◆ EXERCISE REQUIREMENTS ◆
Report each line in the items below that contains the word "microphone".

Image annotation data
◆ ◆ ◆ ◆

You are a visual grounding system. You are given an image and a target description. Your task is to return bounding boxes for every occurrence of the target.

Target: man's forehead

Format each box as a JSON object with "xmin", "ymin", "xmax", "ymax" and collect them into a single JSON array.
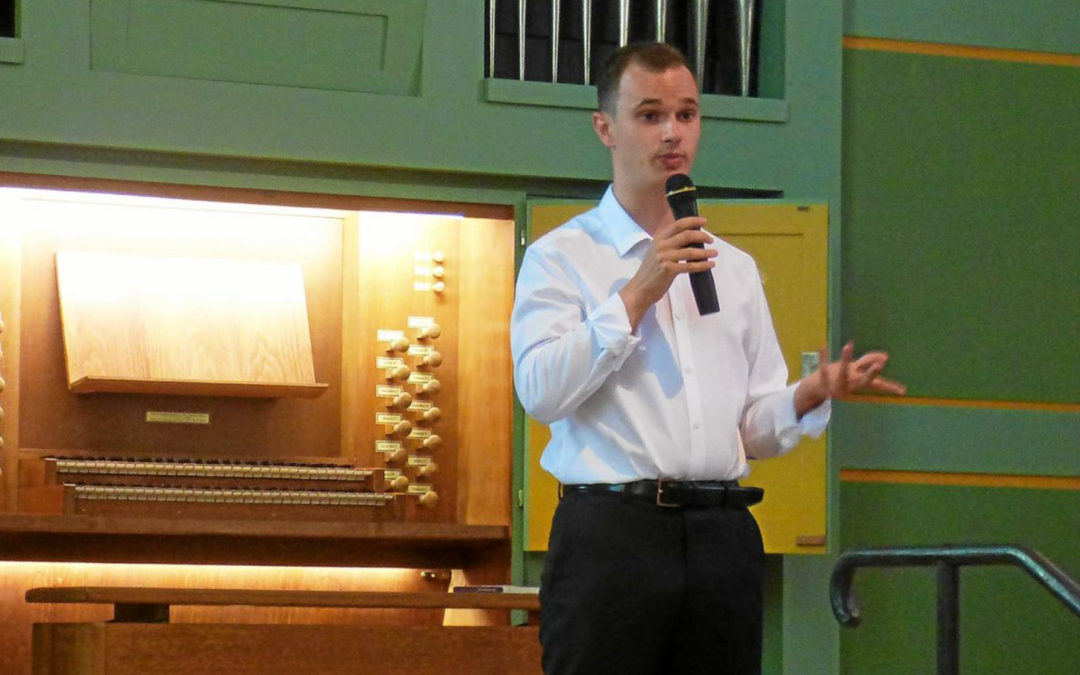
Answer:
[{"xmin": 619, "ymin": 64, "xmax": 698, "ymax": 108}]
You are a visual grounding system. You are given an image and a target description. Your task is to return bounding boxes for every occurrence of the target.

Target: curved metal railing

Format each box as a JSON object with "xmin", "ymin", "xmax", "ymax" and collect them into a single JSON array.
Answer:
[{"xmin": 829, "ymin": 545, "xmax": 1080, "ymax": 675}]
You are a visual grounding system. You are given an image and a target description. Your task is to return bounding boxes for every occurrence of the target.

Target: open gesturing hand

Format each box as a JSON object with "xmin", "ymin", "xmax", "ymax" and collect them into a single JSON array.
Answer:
[{"xmin": 795, "ymin": 342, "xmax": 907, "ymax": 417}]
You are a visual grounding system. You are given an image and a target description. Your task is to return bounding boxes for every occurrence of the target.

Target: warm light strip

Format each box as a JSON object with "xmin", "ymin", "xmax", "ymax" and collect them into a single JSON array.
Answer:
[
  {"xmin": 843, "ymin": 37, "xmax": 1080, "ymax": 68},
  {"xmin": 845, "ymin": 395, "xmax": 1080, "ymax": 413},
  {"xmin": 840, "ymin": 469, "xmax": 1080, "ymax": 490}
]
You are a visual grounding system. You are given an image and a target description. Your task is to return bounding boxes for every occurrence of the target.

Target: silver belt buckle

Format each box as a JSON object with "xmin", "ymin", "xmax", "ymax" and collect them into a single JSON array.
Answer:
[{"xmin": 657, "ymin": 478, "xmax": 680, "ymax": 509}]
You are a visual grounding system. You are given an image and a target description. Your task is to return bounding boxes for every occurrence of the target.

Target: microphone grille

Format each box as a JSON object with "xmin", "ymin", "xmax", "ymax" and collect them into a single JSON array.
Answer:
[{"xmin": 664, "ymin": 174, "xmax": 697, "ymax": 199}]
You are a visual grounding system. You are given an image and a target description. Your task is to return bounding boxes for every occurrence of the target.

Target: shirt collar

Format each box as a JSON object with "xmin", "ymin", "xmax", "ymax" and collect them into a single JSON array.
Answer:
[{"xmin": 596, "ymin": 186, "xmax": 649, "ymax": 257}]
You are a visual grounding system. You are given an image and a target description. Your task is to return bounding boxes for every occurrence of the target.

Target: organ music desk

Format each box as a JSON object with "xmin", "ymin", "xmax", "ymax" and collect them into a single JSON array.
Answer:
[{"xmin": 26, "ymin": 586, "xmax": 540, "ymax": 675}]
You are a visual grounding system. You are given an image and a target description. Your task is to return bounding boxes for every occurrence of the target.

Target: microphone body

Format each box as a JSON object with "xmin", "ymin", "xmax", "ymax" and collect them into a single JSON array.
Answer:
[{"xmin": 664, "ymin": 174, "xmax": 720, "ymax": 316}]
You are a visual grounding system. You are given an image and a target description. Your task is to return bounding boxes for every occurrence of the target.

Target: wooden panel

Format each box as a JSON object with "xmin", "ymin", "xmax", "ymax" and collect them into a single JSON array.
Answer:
[
  {"xmin": 457, "ymin": 218, "xmax": 514, "ymax": 526},
  {"xmin": 35, "ymin": 624, "xmax": 541, "ymax": 675},
  {"xmin": 91, "ymin": 0, "xmax": 426, "ymax": 95},
  {"xmin": 341, "ymin": 212, "xmax": 461, "ymax": 522},
  {"xmin": 16, "ymin": 192, "xmax": 342, "ymax": 459},
  {"xmin": 525, "ymin": 203, "xmax": 828, "ymax": 553},
  {"xmin": 56, "ymin": 251, "xmax": 315, "ymax": 395},
  {"xmin": 0, "ymin": 563, "xmax": 446, "ymax": 675},
  {"xmin": 0, "ymin": 194, "xmax": 23, "ymax": 512}
]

◆ ◆ ◆ ◆

◆ RESULT ◆
Target: microphone grille
Target: microphone body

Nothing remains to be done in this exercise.